● **PROBLEM REQUIREMENTS**: Rewrite the listing below with every "building facade" changed to "storefront facade" and all other text kept as is, leaving the pictures out of your answer.

-- RECORDS start --

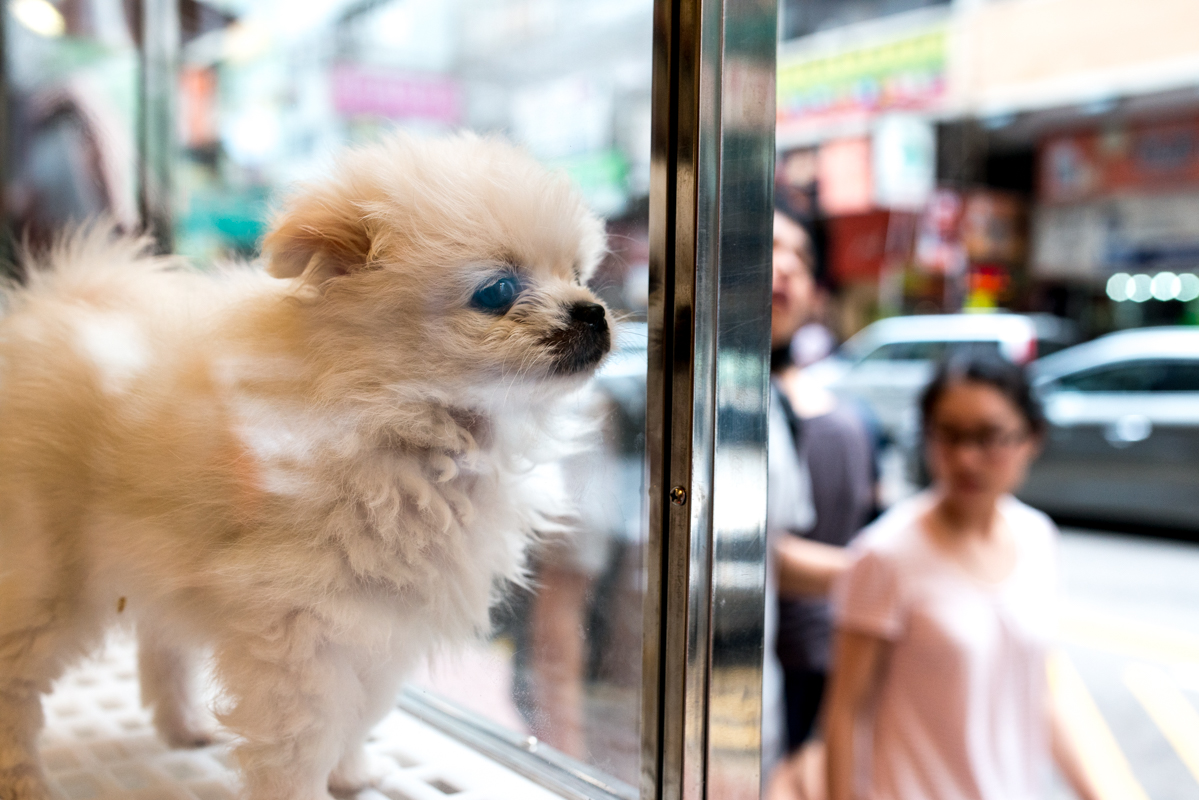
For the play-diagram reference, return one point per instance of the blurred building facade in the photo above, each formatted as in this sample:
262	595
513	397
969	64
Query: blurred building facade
1034	155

-- RECORDS end --

● **RESPONSE**:
For the play-diagram reference, return one point per instance of the blurred storefront facade in the photo above, each formatted as in this sample:
262	595
513	397
969	64
Query: blurred storefront facade
1034	155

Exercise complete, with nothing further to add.